• _Supplied text_:
/---

Dumps not accessible from container pods
Closed, ResolvedPublic
Actions

Assigned To

Authored By

	Benjavalero
	Mar 11 2020, 8:33 PM

Description

Folder /public/dumps/public/eswiki is not accessible from container pods jdk8 or jdk11 in ToolLabs server.

In particular, /public/dumps is accessible but not the subfolder /public/dumps/public.

However, the folder is accessible from the regular tool account, before starting the pod.

This folder was accessible from the mentioned pods one month ago.

Thanks in advance,

Details

	Subject	Repo	Branch	Lines +/-
	k8s-dumps: make the symlinks for dumps NFS work inside toolforge k8s	labs/tools/maintain-kubeusers	master	+230 -178
	tests: fix cassette generation and add some testing	labs/tools/maintain-kubeusers	master	+457 -175

Customize query in gerrit

Related Objects

Mentioned In: T127559: Soft mount option via hiera for NFS
Mentioned Here: P11086 rewrite-psp-preset.sh

Event Timeline

Benjavalero created this task.Mar 11 2020, 8:33 PM

Restricted Application added a subscriber: Aklapper. · View Herald TranscriptMar 11 2020, 8:33 PM

• bd808 triaged this task as High priority.Apr 27 2020, 2:36 AM

• bd808 added projects: Data-Services, cloud-services-team (Kanban).

$ webservice jdk11 shell
$ ls -alh /public/dumps
total 16K
drwxr-xr-x 2 root root 4.0K Mar 13 20:36 .
drwxr-xr-x 3 root root 4.0K Apr 27 02:36 ..
lrwxrwxrwx 1 root root   52 Mar 13 20:36 incr -> /mnt/nfs/dumps-labstore1007.wikimedia.org/other/incr
lrwxrwxrwx 1 root root   68 Mar 13 20:36 pagecounts-all-sites -> /mnt/nfs/dumps-labstore1007.wikimedia.org/other/pagecounts-all-sites
lrwxrwxrwx 1 root root   62 Mar 13 20:36 pagecounts-raw -> /mnt/nfs/dumps-labstore1007.wikimedia.org/other/pagecounts-raw
lrwxrwxrwx 1 root root   57 Mar 13 20:36 pageviews -> /mnt/nfs/dumps-labstore1007.wikimedia.org/other/pageviews
lrwxrwxrwx 1 root root   42 Mar 13 20:36 public -> /mnt/nfs/dumps-labstore1007.wikimedia.org/
$ ls -lh /mnt
total 0

This is a bind mount problem, and almost certainly not restricted by Kubernetes container type. We are mounting the /public/dumps directory from the Kubernetes exec node into the container, but that directory is only a collection of symlinks to other mounts on the exec node. Because we are not also exposing these additional mounts to the container the symlinks go nowhere.

\---

• _Information given_:
/---

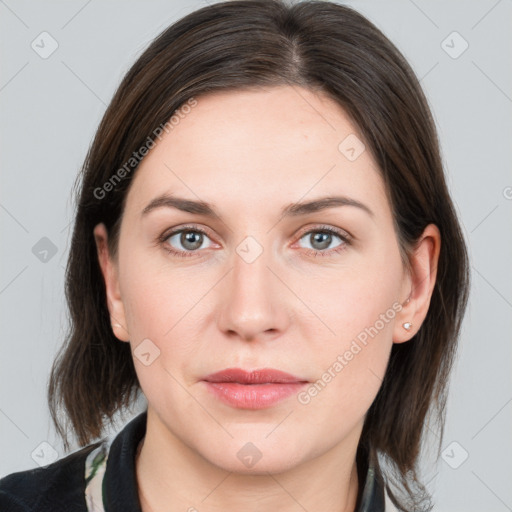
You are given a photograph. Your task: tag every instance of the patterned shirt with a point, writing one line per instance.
(101, 478)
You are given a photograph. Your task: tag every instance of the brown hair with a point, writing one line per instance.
(322, 46)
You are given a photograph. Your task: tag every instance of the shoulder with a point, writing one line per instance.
(58, 486)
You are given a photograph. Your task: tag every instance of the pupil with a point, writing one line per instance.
(323, 238)
(189, 239)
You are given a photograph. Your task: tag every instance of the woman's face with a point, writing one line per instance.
(246, 289)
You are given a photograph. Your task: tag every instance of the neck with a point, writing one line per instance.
(173, 477)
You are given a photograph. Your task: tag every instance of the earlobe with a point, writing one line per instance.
(422, 279)
(110, 275)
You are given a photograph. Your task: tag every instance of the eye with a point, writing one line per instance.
(185, 240)
(321, 240)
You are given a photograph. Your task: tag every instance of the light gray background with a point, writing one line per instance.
(50, 109)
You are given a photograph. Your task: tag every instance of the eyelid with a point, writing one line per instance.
(344, 235)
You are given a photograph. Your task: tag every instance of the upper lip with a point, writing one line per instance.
(265, 375)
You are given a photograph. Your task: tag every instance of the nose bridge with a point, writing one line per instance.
(252, 303)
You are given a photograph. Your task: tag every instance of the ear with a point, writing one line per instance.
(422, 278)
(109, 269)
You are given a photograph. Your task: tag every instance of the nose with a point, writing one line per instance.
(254, 303)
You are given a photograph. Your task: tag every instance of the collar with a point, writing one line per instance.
(119, 487)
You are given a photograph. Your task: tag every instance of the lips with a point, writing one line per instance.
(258, 389)
(264, 376)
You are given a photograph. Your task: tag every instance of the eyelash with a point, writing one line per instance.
(311, 252)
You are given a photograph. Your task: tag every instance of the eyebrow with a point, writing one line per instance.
(292, 210)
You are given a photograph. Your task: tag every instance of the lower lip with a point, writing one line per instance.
(253, 396)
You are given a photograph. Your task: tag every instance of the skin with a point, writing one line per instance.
(250, 154)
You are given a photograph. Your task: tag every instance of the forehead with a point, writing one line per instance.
(252, 148)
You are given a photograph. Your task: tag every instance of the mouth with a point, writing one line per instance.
(258, 389)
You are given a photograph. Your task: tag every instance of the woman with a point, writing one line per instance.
(265, 247)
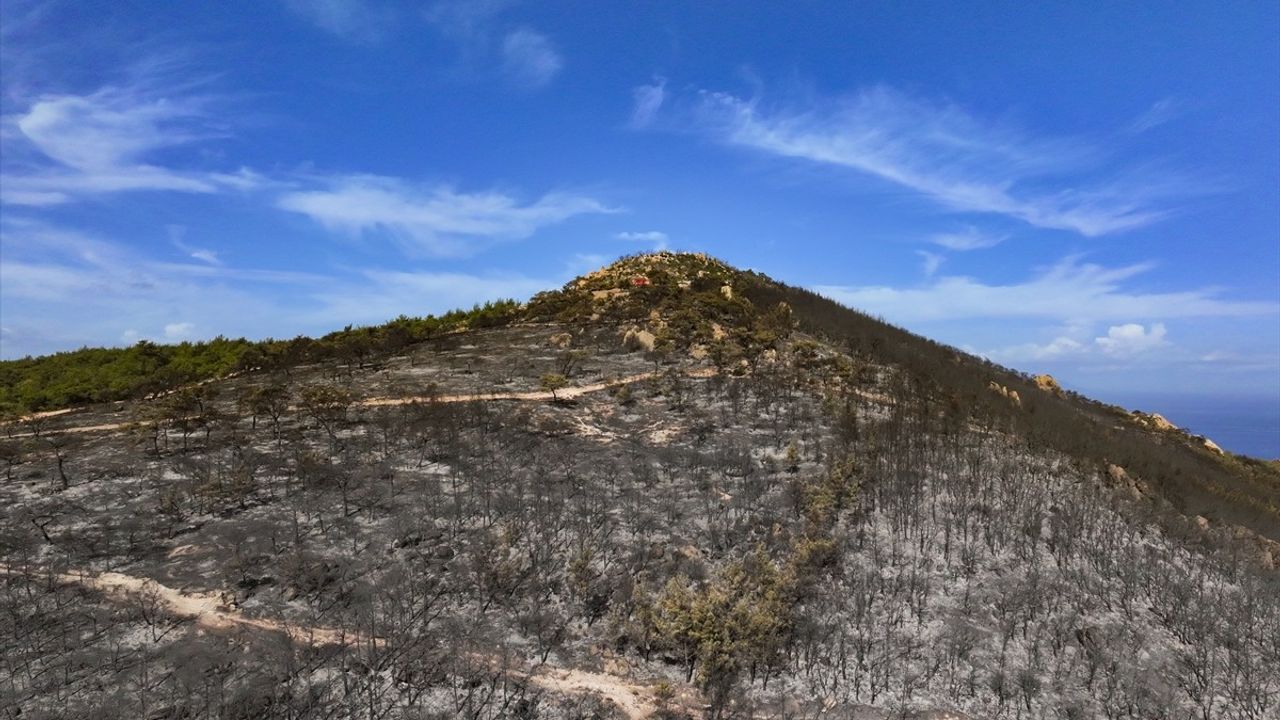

\---

• _Tasks to carry out_:
**a.** In the thread about dumps not accessible from container pods, what kind of problem does the last comment call it?
**b.** Resume the thread about dumps not accessible from container pods, picking up right after its final sentence.

• _Results for the exercise_:
**a.** A bind mount problem.

**b.**
I'm not quite sure what the right fix is here. I can see three initial options:

Mount /mnt/nfs/dumps-labstore1007.wikimedia.org instead of /public/dumps. This would be fragile because things would break badly when labstore1007 is taken offline for maintenance and labstore1006 is expected to take over.
Mount each of the directories under /public/dumps individually into the container. This would work because resolving the symlink would be done on the exec host side of things. I'm pretty sure this would work because it is how /data/project ends up being mounted. That is also a symlink on the exec node, but the symlinked volume shows up inside the container as expected. What I don't know is if this would also have the NFS primary failover problem or not. (If not does that mean that /data/project is also resistant to NFS primary failover?)
Mount both /mnt/nfs/dumps-labstore1006.wikimedia.org and /mnt/nfs/dumps-labstore1007.wikimedia.org in those locations inside the container in addition to mounting the symlink farm in /public/dumps. This would make the containers most directly like the bastions and exec nodes. I think this would preserve operations inside a container in the event of symlink switching on the underlying exec node.

@Bstorm does any of these seem "best" to you? Or better yet do you have a more clever idea of how to fix this?

• bd808 moved this task from Backlog to Dumps on the Data-Services board.Apr 27 2020, 3:14 AM

Ahhhh, I understand what's up now. What changed is exports on the dumps servers.

The original solution was to mount the specific symlinks into the containers just like we do for the /home and /data/project dirs. With the old exports, I believe this would have just worked because /public/dumps was also a symlink so the symlinks under that were still valid.

All that said, there were problems when the symlinks changed because they were deleted and recreated. Let me test what happens on a cluster of this version when the container mounts a hostdir that is a symlink that goes away and comes back. If that works now, let's revive solutions #2

If it doesn't work, #3 could have unintended consequences as well because of the kernel difficulty in letting go of a mount. #1 would be way too fragile. On the last failovers, it worked alright, but let's test quick.

Ok, so what the container does when the symlink changes is that it retains the original definition of the symlink. That means it effectively will not failover until the pod is deleted/restarted. This explains why shutting down a dumps server caused endlessly rising load on the kubernetes cluster in the past. The symlinks cannot be forgotten by a running pod.

My comment in T247455#6086002 would seem to support #3 as the option to go with. That will require a bit more work than it first appears.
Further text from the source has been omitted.